[Records]
_ _ _ _

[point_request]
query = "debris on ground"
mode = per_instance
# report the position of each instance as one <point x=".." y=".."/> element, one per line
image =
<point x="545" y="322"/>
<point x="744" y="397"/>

_ _ _ _

Write out every line of the material above again, request lines included. Shift each x and y coordinate in the point answers up by 41.

[point_request]
query = "debris on ground"
mode = per_instance
# report the position of each instance as one <point x=".." y=".."/> element, one per line
image =
<point x="586" y="363"/>
<point x="785" y="438"/>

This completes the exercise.